◆ Extracted entries:
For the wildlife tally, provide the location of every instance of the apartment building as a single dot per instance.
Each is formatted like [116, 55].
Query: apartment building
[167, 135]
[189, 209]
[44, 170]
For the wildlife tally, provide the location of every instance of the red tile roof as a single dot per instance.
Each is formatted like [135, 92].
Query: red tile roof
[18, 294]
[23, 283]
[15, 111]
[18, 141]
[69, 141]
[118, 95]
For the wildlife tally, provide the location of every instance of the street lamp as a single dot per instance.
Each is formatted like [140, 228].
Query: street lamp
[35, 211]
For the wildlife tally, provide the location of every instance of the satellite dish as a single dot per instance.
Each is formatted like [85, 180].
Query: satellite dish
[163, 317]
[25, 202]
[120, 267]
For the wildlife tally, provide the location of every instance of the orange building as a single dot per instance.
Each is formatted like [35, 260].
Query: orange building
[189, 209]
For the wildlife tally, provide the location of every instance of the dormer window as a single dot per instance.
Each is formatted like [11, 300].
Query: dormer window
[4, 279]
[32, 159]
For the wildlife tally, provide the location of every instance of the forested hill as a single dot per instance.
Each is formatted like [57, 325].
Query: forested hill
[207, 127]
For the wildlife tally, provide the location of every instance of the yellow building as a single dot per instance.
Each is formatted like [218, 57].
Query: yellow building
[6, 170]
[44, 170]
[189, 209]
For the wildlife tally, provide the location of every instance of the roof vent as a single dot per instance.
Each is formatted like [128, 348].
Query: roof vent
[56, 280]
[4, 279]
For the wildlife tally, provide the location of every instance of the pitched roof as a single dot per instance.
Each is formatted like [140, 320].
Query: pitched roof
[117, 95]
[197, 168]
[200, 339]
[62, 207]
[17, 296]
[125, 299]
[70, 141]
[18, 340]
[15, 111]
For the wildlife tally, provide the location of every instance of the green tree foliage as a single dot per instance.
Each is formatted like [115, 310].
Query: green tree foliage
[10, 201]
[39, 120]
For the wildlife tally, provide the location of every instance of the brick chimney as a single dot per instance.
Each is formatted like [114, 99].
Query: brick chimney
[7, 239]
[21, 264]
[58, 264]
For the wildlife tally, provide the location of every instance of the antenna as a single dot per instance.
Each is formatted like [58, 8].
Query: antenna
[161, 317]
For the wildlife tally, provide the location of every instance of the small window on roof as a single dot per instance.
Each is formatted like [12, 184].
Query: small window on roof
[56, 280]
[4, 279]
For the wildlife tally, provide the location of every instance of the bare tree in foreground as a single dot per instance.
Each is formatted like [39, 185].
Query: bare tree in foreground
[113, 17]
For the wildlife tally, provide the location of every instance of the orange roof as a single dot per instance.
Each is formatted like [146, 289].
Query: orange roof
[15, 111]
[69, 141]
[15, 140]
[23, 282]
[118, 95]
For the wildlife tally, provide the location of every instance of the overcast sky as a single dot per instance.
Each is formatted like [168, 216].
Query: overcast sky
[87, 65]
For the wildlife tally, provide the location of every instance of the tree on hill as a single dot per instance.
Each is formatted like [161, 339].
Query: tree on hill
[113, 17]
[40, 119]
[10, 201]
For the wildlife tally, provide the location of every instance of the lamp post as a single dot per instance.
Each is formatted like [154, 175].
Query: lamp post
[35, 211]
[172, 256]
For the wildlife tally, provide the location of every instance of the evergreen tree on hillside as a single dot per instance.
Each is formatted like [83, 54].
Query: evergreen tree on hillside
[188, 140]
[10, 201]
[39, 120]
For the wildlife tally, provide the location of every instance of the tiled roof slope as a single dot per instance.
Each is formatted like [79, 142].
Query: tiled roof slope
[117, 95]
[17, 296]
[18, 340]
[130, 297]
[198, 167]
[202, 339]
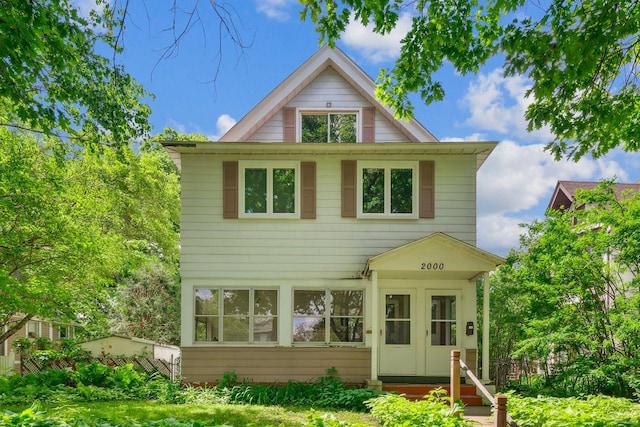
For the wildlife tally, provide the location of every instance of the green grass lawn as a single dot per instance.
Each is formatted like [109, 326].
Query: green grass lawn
[228, 415]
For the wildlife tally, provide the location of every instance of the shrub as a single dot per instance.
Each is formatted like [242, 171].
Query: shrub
[392, 410]
[591, 411]
[95, 374]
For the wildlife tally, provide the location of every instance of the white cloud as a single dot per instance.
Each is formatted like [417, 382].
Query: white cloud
[274, 9]
[498, 104]
[498, 233]
[375, 47]
[516, 178]
[515, 185]
[223, 124]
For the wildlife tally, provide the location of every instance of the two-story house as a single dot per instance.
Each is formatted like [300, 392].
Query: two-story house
[320, 232]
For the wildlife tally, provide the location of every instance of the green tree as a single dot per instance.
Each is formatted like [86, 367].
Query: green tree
[72, 223]
[54, 81]
[575, 291]
[582, 59]
[146, 304]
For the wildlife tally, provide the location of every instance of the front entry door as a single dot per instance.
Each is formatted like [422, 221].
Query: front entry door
[444, 330]
[397, 335]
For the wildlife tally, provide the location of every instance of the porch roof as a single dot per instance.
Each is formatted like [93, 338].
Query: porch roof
[437, 256]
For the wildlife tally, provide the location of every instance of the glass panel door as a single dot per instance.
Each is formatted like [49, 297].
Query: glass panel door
[443, 330]
[397, 334]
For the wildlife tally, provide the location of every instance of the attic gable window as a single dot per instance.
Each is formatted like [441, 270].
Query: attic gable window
[330, 126]
[387, 189]
[269, 189]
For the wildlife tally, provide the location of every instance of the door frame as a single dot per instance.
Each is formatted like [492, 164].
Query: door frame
[437, 357]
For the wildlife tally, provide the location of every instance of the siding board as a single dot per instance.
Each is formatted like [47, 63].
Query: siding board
[268, 364]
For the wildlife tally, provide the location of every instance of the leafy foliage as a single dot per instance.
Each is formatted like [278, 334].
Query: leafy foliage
[393, 410]
[146, 304]
[74, 221]
[568, 302]
[581, 57]
[54, 81]
[573, 412]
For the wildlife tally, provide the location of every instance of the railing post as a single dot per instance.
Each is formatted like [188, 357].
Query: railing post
[500, 411]
[455, 377]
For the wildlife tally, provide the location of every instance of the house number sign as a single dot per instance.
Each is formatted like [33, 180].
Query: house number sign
[432, 266]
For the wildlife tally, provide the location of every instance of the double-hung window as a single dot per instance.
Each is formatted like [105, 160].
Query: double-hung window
[329, 126]
[236, 315]
[269, 189]
[387, 189]
[328, 316]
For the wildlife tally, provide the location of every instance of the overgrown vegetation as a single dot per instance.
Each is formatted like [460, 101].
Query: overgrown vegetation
[588, 411]
[435, 410]
[97, 382]
[566, 304]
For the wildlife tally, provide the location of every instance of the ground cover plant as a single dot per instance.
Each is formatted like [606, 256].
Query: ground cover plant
[590, 411]
[433, 411]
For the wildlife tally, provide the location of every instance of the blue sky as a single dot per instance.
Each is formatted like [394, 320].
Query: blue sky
[514, 185]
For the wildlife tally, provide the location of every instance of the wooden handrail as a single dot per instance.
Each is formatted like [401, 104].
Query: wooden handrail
[499, 402]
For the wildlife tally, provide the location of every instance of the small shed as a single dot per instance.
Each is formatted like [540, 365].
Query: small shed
[118, 345]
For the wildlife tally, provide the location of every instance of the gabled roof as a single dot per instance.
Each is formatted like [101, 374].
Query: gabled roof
[438, 255]
[564, 193]
[324, 58]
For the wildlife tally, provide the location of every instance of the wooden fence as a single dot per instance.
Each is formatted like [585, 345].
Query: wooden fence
[149, 365]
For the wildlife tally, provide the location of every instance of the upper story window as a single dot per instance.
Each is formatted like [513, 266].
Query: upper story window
[269, 188]
[33, 329]
[329, 126]
[387, 189]
[236, 315]
[328, 316]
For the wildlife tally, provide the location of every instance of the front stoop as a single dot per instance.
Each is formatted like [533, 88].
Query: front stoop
[468, 392]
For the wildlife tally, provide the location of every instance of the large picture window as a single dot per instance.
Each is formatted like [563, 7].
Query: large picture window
[269, 189]
[387, 189]
[328, 316]
[236, 315]
[319, 127]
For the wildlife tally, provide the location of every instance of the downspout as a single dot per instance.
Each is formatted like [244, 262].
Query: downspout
[375, 325]
[485, 328]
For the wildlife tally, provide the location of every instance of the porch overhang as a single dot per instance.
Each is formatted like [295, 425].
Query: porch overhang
[437, 256]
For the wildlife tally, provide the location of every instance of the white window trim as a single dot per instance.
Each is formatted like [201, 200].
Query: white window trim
[387, 166]
[327, 318]
[269, 165]
[221, 316]
[327, 110]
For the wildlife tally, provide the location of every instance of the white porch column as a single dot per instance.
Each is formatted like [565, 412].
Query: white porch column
[375, 325]
[485, 328]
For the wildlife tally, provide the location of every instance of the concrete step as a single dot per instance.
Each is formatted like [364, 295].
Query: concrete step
[468, 392]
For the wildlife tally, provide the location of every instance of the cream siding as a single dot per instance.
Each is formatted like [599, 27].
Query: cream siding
[329, 86]
[327, 247]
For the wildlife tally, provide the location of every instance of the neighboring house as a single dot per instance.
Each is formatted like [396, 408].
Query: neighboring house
[563, 197]
[320, 232]
[35, 328]
[116, 345]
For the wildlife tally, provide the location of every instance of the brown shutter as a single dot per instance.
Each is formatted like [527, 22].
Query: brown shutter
[349, 188]
[308, 189]
[427, 190]
[289, 125]
[369, 124]
[229, 189]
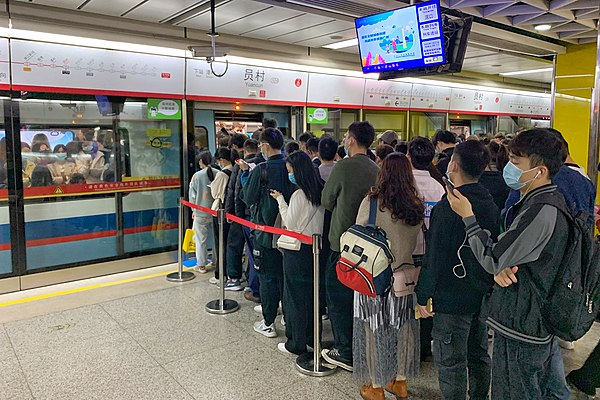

◆ Try it: Copy the lines above exactly, beginning at the line that has "board as a single dot per instance." and stopping after the line that has "Each is formatted like [105, 160].", and omit the rest.

◆ Result below:
For the wildlife tally, provide the location of every instance of the siding board as a single dot per instance.
Each is formatted like [47, 63].
Query: siding board
[268, 364]
For the wildlife tally, provide the location of every instance of the leafy foliage as a single dot per instance.
Each is formatted like [278, 334].
Query: leafy foliage
[393, 410]
[146, 304]
[74, 221]
[568, 302]
[581, 57]
[54, 81]
[573, 412]
For the wildlife tally, provide the location of every instance of the railing post as a single dot per instance.
Each is formatted like [188, 357].
Query: railing post
[500, 411]
[455, 377]
For the wildlife tally, provide the location of every instance of the house number sign as a single dot per instance.
Each is formatted like [33, 180].
Query: house number sign
[432, 266]
For the wildlife tally, provide the location of every instance of the double-hung window as a single dot per instance.
Each is formatted like [105, 160].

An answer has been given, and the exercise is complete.